Alphabetical index; ending imperfectly. This index, which is also found in another Italian manuscript of this text sold at textmanuscripts.com (archives, Reference number 236), was not included in the Venice 1475 edition, but was included at the beginning of the Venice, Dionysius Bertochus, 1489, and all subsequent editions, including the 1507-1509 edition of the complete commentary.

Richard of Middleton (Richardus de Mediavilla, or de Meneville), Commentary of the Fourth Book of Peter Lombard’s Sentences); see Friedrich Stegmüller, Repertorium commentariorum in sententias Petri Lombardi, Würzburg, 1947, no. 722, vol. 1, pp. 349-354; there is no modern critical edition, but Book Four was printed a number of times in the fifteenth and early sixteenth centuries (Venice, Christophorus Arnoldus, about 1474 or 1477, Hain-Copinger 10985, Goff M424; Venice, Christophorus Arnoldus, about 1476-8, Hain-Copinger 10984, Goff M 423; Venice, Dionysisus Bertochus, 1489, Hain-Copinger 10986; Venice, Bonetus Locatellus, 1499, Hain Copinger 10987, Goff M426; and Lyons, Johannes Clein, 1504).

[WRITTEN TASK A]
Rewrite the rows starting at the line containing "Find the overcast" and ending at the line containing "[(256, 244)]", replacing "in this photo" with "in this picture" and changing nothing else. Please omit the pictures from your version.

Records

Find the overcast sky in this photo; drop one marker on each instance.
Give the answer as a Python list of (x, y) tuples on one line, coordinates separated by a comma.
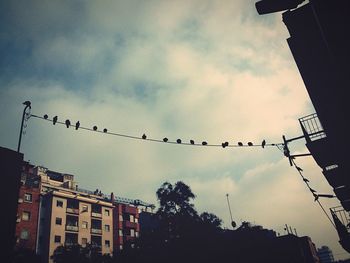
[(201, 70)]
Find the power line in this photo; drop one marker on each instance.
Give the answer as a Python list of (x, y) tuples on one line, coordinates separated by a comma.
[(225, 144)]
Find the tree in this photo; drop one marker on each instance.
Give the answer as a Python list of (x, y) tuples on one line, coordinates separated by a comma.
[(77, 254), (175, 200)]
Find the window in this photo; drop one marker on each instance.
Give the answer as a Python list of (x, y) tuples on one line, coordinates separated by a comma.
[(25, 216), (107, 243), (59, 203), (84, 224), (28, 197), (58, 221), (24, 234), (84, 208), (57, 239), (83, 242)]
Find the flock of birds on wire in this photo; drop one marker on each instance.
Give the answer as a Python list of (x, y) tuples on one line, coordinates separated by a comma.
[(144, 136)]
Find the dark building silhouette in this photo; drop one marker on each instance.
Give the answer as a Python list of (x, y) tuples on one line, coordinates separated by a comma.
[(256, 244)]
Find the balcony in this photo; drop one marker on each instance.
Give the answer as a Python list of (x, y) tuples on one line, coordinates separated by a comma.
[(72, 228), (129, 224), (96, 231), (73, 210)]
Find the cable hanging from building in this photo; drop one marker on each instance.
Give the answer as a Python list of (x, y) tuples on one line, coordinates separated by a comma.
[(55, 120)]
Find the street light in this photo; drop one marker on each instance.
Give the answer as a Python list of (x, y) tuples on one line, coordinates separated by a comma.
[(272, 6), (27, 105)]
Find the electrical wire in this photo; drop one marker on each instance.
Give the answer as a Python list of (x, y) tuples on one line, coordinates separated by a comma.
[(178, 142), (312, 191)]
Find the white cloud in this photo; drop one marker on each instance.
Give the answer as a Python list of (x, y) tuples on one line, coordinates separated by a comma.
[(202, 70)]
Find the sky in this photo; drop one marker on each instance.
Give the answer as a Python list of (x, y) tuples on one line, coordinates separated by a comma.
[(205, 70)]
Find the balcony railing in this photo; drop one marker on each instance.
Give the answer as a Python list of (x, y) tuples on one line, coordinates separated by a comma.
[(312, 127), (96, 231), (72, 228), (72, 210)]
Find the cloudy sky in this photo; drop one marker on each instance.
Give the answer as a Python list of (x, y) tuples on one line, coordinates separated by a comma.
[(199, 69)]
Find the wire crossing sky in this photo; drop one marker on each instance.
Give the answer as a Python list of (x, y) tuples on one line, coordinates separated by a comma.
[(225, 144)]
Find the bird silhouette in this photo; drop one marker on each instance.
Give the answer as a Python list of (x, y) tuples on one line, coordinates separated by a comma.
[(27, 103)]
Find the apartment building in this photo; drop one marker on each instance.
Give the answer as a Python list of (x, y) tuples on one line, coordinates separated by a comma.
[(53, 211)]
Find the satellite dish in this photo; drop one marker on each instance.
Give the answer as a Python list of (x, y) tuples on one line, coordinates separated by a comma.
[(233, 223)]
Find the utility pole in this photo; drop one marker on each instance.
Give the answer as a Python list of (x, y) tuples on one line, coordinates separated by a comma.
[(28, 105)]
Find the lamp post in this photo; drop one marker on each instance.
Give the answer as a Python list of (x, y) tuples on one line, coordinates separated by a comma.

---

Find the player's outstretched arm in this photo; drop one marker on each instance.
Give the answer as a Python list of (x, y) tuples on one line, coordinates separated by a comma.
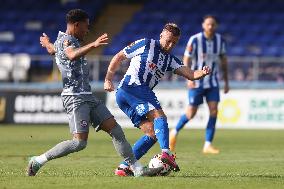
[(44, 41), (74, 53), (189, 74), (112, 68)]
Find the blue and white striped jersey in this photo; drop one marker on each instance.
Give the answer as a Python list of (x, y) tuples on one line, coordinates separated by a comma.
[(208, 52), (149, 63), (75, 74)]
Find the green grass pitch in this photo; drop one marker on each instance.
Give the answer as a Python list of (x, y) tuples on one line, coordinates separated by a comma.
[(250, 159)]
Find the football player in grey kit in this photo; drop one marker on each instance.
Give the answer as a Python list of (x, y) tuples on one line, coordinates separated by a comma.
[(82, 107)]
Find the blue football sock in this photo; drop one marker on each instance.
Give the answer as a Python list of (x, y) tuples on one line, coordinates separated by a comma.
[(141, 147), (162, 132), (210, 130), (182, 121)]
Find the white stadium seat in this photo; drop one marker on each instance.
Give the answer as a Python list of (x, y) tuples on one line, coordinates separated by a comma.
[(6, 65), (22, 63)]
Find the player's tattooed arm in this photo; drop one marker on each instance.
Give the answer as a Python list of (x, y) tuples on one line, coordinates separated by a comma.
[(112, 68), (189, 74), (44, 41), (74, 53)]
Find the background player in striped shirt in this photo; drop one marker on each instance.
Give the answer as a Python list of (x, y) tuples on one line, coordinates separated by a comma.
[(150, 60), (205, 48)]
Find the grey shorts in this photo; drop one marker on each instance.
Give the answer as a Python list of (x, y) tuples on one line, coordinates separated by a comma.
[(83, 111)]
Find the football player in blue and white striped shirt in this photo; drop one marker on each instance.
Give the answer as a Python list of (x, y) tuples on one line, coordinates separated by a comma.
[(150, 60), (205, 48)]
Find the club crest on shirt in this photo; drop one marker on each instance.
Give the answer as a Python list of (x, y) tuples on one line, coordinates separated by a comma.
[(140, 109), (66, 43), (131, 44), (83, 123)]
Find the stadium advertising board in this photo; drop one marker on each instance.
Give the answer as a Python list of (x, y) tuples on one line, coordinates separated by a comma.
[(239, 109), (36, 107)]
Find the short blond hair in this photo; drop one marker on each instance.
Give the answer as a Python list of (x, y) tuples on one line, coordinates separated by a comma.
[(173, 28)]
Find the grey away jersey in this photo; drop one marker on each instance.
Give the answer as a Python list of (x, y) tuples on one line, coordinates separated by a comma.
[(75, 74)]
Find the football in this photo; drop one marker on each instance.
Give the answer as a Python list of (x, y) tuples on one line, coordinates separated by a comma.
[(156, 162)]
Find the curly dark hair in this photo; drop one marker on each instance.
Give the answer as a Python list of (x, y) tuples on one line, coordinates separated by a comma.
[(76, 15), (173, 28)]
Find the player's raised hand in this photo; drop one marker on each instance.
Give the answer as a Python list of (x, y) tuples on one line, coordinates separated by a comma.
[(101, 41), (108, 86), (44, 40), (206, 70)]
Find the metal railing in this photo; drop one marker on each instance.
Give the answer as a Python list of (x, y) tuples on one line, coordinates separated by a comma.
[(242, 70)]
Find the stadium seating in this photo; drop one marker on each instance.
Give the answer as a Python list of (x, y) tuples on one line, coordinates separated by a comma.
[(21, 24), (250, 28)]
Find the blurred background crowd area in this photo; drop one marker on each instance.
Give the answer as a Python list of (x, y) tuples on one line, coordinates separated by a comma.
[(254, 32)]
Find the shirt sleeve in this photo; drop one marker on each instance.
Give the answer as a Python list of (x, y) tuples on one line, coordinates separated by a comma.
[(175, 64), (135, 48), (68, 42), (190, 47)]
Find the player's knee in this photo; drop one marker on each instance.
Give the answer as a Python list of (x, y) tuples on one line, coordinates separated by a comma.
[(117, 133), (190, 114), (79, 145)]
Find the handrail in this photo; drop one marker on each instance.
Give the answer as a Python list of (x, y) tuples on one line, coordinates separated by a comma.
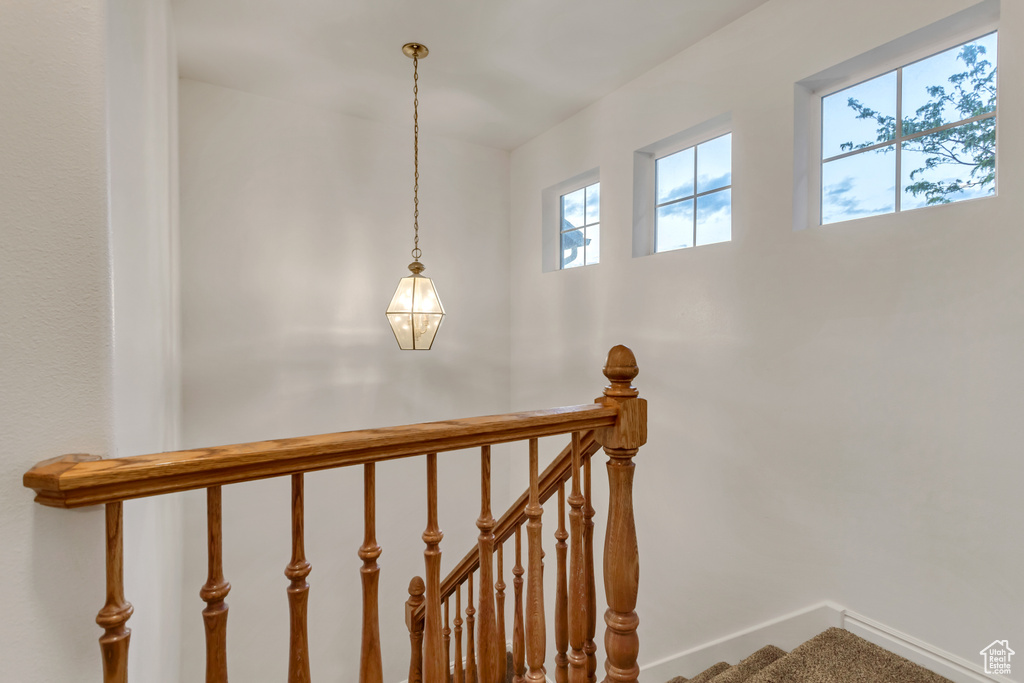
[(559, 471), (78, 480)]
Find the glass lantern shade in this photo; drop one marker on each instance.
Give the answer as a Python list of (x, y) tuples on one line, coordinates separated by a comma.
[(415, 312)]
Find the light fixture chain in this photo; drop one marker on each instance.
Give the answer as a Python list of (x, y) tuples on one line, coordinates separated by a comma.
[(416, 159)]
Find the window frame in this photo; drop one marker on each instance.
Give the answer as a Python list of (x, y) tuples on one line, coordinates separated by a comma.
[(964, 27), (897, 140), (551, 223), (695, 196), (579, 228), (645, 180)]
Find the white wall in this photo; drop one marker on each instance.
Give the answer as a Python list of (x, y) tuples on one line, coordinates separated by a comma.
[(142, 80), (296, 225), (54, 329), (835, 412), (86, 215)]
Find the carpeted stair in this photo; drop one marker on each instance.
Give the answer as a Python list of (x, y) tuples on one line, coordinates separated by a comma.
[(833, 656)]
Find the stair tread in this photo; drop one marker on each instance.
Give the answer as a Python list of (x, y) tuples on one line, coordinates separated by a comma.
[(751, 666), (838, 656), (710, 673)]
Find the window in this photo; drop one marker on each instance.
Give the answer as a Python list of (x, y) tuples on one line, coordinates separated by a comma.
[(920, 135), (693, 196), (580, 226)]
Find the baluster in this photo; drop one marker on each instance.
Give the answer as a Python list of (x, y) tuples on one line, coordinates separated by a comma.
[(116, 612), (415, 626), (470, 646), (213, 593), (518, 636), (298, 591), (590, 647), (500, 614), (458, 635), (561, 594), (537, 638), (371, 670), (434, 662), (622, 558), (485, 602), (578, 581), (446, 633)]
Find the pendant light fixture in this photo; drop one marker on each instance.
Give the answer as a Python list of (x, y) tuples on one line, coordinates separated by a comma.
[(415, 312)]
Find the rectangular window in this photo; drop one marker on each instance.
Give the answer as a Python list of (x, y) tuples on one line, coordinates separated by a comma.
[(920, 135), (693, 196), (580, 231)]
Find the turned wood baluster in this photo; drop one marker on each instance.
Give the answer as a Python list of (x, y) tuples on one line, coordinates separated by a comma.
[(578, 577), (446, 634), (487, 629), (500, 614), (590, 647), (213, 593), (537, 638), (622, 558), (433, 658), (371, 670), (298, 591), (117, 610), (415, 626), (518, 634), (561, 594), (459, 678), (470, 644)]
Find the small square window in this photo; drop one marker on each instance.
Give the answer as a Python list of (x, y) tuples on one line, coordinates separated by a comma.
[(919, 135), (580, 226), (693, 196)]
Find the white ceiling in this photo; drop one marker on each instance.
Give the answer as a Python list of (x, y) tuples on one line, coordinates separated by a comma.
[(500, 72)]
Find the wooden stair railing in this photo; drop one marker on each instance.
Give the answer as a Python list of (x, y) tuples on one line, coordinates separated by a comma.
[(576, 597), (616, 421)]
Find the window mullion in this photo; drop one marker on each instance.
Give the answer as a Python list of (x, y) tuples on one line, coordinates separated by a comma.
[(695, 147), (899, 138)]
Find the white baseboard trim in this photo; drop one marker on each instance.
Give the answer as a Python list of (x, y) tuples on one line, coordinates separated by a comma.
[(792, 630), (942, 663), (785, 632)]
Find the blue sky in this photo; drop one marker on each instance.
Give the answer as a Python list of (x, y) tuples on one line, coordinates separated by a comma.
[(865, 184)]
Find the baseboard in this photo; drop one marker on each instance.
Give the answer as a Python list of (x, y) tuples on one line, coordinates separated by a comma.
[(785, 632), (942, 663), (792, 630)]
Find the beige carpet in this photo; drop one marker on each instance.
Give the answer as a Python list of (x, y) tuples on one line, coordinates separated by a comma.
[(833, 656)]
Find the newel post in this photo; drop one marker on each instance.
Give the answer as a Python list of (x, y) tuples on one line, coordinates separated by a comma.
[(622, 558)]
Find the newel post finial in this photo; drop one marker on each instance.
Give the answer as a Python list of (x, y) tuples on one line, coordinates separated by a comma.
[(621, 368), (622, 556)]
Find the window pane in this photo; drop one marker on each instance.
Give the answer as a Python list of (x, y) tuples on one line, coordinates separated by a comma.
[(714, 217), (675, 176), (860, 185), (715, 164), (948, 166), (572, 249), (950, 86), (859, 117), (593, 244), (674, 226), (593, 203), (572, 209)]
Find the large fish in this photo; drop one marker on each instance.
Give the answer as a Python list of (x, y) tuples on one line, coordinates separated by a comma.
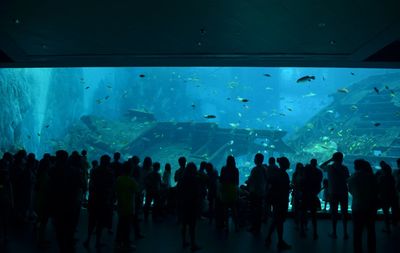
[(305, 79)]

...

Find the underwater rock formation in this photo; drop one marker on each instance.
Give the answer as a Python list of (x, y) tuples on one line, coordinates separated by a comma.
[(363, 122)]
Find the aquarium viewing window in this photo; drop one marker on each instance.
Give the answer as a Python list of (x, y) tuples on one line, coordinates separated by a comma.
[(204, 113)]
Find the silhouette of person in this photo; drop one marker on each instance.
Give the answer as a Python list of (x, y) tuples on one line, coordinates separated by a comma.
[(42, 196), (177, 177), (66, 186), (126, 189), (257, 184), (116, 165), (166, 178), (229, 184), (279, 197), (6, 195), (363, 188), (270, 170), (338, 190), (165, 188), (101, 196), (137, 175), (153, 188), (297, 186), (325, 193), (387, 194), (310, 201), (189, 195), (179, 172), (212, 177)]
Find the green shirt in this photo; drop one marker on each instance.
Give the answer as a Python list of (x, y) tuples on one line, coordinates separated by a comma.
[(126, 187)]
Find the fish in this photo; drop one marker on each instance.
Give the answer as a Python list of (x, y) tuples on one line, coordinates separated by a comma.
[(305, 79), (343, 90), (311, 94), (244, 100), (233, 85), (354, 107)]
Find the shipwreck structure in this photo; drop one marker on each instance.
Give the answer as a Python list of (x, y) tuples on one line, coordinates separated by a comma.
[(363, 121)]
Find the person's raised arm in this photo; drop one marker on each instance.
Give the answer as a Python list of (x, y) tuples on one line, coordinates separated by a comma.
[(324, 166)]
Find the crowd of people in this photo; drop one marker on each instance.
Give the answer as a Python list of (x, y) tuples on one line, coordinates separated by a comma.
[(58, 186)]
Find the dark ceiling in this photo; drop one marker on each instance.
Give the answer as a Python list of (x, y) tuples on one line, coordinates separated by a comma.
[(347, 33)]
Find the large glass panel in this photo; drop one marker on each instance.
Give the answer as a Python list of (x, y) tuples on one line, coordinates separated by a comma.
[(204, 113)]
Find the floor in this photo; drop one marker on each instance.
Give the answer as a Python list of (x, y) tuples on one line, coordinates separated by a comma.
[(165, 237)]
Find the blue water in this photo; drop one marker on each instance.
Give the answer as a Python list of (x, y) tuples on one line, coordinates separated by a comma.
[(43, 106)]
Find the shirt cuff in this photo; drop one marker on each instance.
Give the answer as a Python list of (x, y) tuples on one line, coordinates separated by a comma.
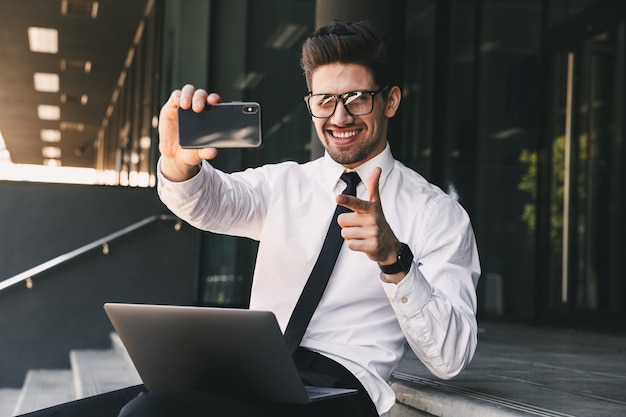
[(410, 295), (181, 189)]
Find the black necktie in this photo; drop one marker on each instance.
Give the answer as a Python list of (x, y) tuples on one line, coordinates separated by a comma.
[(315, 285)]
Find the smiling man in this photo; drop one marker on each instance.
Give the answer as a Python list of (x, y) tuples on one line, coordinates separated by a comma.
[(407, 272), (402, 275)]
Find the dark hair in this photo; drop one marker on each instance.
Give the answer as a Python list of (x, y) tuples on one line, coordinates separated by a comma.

[WRITTEN TASK B]
From the manuscript description, copy the passage starting at "Alphabetical index; ending" and ending at "the complete commentary." without any change.

[FULL ANSWER A]
Find the overcast sky in this picture; drop one marker on each instance.
Give the answer as a Python list of (x, y) tuples on one line, coordinates separated by a comma.
[(201, 70)]
Find the power line in this picture; drop one marker on each instance.
Give the answer as a Python list of (x, y) tuples on one line, coordinates separated by a comma.
[(225, 144)]
Find the tree in this picture; drop one marker on each instance.
Give the answer as a Python list of (x, y) tuples on one line, coordinates separated by a comma.
[(77, 254), (175, 200)]
Find the window in this picture; drop one marker on each instance.
Give the answer as a Python list of (x, y) tuples on one line, coordinates separated by a comma.
[(25, 216), (107, 243), (59, 203), (84, 224), (28, 197), (58, 221), (24, 234), (84, 208), (57, 239), (83, 242)]
Find the flock of birds on wire in this picture; drop one marker on each instance.
Give the answer as a Python list of (x, y) tuples on one line, coordinates separated by a comma.
[(144, 136)]
Find the dark building silhouette in this picture; drop one marker on each instance.
Give the answer as a Python list of (x, y) tuples on one line, coordinates separated by a comma.
[(256, 244)]

[FULL ANSWER B]
Alphabetical index; ending imperfectly. This index, which is also found in another Italian manuscript of this text sold at textmanuscripts.com (archives, Reference number 236), was not included in the Venice 1475 edition, but was included at the beginning of the Venice, Dionysius Bertochus, 1489, and all subsequent editions, including the 1507-1509 edition of the complete commentary.